● **WHAT YOU SHOULD DO**:
Lay out the records starting at the line containing "Please annotate the neighboring" and ending at the line containing "169;0;174;22" as a two-column CSV with the headers text and answer. Give one row per record, put each field in quotes, and replace any line breaks with spaces.

(Records in a dataset)
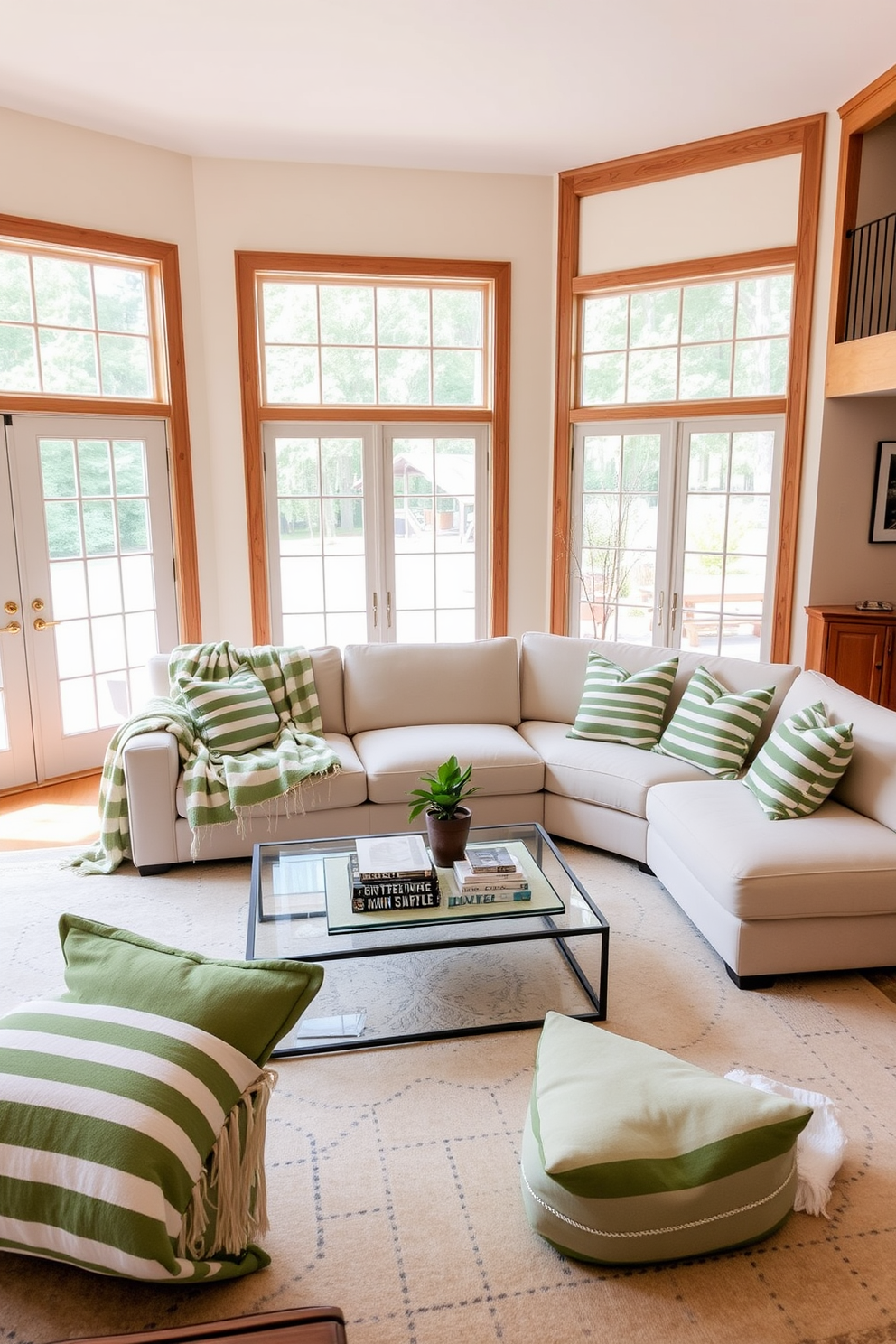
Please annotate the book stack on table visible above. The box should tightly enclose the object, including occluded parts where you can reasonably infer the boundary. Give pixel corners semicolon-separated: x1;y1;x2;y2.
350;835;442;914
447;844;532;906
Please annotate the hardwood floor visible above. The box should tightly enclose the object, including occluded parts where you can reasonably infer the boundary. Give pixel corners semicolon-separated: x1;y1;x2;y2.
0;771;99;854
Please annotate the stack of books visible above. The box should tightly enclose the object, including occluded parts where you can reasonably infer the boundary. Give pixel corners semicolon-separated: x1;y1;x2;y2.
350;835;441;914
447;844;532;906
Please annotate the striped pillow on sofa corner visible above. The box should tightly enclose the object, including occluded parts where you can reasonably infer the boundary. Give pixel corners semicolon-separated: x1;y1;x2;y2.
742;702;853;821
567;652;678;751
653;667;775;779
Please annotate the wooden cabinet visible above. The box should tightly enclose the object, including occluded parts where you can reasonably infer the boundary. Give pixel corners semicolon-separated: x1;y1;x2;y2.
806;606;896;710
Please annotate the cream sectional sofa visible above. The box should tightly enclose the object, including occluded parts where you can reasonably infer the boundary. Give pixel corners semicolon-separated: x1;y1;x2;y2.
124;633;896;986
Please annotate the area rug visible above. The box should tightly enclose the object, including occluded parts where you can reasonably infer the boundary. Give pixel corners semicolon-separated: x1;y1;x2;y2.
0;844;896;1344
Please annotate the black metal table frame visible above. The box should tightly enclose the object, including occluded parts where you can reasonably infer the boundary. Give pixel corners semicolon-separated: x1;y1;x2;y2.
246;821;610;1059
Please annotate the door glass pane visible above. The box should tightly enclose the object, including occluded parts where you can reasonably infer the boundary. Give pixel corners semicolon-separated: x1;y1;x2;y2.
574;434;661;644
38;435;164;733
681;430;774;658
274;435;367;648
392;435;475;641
...
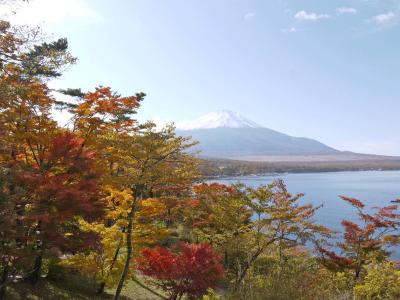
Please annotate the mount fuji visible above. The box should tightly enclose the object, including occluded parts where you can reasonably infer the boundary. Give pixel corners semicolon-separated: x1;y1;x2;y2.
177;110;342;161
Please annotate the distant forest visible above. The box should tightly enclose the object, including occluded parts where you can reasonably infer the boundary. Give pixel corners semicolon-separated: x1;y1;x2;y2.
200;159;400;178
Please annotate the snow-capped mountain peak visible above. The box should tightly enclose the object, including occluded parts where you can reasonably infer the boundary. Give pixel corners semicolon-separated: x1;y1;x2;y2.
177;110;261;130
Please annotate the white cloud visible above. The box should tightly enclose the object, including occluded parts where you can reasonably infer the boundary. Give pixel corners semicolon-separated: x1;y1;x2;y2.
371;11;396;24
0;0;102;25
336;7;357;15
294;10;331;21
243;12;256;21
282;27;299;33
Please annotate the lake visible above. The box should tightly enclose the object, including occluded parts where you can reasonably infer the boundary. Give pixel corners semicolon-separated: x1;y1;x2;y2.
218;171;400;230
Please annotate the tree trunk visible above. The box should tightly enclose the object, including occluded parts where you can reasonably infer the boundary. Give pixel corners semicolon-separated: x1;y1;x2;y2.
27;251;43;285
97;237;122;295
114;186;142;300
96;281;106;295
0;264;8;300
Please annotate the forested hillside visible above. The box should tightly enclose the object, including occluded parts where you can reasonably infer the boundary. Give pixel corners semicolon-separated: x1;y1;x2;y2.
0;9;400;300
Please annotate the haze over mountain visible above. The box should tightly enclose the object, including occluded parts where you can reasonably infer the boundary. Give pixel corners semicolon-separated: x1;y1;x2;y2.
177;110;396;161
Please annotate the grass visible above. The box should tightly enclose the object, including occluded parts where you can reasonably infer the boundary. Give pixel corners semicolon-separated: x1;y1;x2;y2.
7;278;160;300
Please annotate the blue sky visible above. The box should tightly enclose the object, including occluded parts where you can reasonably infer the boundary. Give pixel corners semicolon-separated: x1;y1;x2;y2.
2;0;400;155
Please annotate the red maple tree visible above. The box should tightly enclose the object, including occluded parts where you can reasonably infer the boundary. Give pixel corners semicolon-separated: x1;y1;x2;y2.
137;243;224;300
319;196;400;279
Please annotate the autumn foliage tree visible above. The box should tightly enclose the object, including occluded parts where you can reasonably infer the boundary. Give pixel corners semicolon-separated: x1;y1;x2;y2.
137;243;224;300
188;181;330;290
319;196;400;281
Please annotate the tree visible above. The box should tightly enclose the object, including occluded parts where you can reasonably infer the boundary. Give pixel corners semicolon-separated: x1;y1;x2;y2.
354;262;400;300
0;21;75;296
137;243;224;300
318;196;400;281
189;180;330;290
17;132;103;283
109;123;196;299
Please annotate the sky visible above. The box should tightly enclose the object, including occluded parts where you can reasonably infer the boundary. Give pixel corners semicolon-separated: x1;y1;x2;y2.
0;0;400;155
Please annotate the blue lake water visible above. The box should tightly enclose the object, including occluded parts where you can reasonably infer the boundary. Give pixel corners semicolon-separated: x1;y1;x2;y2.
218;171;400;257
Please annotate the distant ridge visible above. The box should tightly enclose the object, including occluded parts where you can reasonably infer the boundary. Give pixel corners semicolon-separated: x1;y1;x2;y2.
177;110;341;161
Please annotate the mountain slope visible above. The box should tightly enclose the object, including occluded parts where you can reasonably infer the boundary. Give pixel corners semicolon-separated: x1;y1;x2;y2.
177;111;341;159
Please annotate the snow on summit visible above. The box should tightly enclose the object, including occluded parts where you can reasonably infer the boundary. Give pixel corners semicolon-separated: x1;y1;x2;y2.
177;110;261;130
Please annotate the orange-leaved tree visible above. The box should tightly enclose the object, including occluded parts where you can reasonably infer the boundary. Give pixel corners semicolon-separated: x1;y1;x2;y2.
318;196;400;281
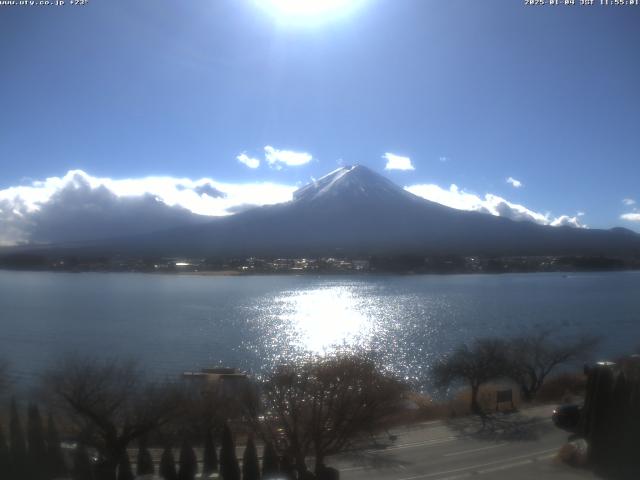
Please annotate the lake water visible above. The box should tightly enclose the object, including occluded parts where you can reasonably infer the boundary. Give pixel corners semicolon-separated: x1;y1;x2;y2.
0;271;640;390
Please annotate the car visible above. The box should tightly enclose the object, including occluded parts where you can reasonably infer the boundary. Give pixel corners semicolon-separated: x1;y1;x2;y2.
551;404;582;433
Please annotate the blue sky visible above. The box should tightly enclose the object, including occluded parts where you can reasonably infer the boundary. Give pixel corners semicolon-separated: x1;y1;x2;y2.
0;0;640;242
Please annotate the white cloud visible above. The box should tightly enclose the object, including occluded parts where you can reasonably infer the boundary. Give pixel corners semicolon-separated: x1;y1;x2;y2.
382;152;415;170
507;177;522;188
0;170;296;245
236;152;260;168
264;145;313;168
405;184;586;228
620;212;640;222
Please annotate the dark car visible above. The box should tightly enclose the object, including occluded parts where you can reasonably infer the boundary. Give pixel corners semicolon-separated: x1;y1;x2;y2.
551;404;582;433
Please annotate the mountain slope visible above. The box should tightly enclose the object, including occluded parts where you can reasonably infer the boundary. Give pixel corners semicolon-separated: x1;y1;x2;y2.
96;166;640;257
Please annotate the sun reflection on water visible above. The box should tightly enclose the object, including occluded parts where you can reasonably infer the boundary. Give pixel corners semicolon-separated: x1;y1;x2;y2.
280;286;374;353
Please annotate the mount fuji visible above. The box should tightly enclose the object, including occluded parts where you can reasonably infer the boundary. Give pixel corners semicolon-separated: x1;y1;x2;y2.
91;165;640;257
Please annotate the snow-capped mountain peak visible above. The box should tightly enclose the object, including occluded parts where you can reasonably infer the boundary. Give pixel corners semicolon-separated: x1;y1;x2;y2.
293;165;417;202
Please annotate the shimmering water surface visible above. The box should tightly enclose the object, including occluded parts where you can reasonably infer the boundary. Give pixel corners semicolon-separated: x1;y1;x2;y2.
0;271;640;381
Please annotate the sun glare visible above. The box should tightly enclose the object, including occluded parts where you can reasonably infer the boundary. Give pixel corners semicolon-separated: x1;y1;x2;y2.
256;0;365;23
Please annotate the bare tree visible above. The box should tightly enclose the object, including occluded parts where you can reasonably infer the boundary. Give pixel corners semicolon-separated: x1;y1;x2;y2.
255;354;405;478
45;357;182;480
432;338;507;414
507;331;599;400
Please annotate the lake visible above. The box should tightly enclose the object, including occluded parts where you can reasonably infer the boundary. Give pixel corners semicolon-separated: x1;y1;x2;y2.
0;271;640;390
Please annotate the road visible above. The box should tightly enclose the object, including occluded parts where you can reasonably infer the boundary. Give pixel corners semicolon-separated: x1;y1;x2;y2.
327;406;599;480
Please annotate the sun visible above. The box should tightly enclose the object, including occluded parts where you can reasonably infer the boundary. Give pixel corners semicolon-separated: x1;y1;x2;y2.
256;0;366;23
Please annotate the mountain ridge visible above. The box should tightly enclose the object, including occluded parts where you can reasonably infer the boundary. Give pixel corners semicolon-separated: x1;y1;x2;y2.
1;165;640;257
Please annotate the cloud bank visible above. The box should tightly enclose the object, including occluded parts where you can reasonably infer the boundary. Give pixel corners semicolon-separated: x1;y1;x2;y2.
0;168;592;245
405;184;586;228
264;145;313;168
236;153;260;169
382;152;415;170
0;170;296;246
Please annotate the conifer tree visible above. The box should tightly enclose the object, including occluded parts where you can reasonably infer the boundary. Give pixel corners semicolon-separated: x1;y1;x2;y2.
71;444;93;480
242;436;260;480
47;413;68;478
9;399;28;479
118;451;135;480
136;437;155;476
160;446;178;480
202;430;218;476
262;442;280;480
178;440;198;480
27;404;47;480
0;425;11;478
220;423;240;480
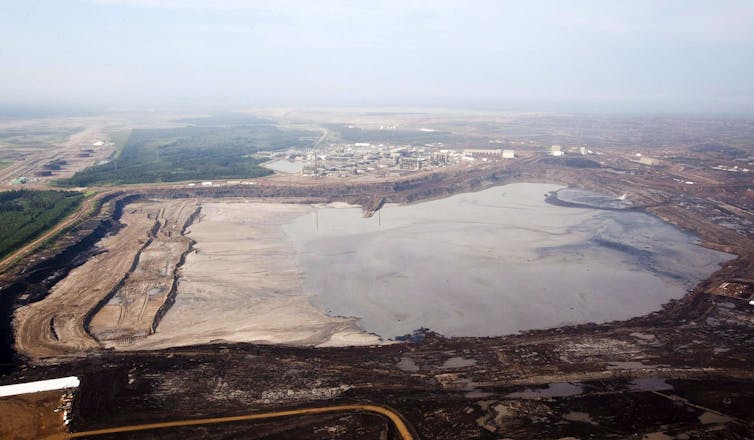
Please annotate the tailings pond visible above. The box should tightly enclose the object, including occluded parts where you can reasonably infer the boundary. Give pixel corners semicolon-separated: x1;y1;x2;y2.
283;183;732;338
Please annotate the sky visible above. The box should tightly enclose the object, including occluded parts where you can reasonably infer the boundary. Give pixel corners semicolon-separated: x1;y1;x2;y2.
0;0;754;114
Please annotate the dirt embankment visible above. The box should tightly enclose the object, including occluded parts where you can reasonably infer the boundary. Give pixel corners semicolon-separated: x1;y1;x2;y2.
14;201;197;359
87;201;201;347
==
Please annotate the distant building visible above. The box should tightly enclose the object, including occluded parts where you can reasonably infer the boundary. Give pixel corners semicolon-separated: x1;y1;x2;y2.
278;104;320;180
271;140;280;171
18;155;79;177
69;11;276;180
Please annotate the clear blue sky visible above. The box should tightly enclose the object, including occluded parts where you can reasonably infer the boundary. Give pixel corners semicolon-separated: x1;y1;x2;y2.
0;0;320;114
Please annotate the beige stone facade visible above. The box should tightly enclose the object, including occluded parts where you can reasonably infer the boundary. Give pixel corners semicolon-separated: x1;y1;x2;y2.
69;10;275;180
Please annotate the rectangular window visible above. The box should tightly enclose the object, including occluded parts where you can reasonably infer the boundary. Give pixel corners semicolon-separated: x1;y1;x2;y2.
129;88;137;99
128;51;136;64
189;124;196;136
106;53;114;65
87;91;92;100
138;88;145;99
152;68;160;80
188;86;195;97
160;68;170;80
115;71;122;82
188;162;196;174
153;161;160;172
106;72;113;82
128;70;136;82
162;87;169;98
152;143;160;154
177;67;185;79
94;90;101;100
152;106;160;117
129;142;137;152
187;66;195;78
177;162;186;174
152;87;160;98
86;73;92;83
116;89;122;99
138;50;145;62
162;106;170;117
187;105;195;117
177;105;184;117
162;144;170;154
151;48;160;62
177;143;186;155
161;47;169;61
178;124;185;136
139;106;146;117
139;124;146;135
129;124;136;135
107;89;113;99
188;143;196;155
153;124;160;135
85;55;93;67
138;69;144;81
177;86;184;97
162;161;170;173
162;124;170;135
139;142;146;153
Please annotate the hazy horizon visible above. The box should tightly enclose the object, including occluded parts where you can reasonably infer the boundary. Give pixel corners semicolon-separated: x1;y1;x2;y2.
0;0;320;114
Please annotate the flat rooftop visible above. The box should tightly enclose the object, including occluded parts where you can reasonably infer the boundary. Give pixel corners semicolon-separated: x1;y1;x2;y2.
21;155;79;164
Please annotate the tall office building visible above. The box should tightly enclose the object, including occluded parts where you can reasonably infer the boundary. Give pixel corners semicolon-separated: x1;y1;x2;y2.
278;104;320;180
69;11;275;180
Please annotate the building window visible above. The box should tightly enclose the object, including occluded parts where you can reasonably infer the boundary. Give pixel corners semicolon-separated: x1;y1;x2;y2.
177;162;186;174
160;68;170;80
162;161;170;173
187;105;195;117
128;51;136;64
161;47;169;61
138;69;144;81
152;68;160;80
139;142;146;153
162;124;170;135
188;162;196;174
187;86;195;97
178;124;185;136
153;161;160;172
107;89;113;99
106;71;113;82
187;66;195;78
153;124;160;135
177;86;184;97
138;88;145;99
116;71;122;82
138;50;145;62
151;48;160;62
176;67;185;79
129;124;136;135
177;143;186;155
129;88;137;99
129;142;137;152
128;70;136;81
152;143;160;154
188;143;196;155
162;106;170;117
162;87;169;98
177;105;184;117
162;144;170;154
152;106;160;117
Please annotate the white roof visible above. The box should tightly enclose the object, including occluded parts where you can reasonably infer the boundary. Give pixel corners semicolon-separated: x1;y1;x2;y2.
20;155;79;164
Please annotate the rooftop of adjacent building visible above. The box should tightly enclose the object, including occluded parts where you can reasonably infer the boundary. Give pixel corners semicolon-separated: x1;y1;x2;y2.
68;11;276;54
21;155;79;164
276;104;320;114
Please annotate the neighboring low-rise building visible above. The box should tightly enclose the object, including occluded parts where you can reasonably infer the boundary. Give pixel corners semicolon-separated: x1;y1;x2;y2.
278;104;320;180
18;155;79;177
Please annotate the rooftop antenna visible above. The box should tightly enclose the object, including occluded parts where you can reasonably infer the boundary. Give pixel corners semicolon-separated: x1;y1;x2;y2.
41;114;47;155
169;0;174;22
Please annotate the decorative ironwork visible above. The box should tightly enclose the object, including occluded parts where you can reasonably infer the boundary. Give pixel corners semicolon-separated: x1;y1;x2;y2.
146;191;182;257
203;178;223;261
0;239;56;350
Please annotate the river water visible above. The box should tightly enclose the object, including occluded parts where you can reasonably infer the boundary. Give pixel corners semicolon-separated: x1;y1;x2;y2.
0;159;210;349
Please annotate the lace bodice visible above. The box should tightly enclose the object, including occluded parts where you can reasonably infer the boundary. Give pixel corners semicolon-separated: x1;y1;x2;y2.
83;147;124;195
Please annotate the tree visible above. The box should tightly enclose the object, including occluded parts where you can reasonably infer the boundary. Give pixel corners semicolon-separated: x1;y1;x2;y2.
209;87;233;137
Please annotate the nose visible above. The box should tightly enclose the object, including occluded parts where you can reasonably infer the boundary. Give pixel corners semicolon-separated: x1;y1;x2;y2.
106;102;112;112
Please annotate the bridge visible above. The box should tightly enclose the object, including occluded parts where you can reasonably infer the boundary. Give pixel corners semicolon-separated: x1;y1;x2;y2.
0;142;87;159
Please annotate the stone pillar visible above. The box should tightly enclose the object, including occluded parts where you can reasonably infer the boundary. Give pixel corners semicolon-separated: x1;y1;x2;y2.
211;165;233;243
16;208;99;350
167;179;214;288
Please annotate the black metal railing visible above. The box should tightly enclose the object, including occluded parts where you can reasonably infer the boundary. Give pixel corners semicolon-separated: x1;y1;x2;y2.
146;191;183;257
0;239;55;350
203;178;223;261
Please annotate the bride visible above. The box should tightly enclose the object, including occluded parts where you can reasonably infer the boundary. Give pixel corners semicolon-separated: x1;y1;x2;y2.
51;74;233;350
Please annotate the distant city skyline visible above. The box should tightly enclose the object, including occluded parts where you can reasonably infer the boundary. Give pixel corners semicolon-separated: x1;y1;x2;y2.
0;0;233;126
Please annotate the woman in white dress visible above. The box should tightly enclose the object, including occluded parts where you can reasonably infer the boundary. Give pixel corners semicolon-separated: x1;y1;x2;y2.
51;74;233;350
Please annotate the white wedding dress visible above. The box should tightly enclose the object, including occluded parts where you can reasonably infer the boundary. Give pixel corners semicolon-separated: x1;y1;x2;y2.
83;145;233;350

● **FINISHED ANSWER**:
text,answer
"Please annotate the neighboring low-rise building visible above. The box should tightly enclose the object, including occluded parts where you can reasonably infer the boundary. Give pixel corners semicolon-separated: x1;y1;x2;y2.","278;104;320;180 18;155;79;177"
"Please annotate the rooftop antenna visible above. The box should tightly enclose the object, including occluded parts where you can reasonably infer the boundary. Give pixel corners semicolon-separated: x1;y1;x2;y2.","41;114;47;155 169;0;174;22"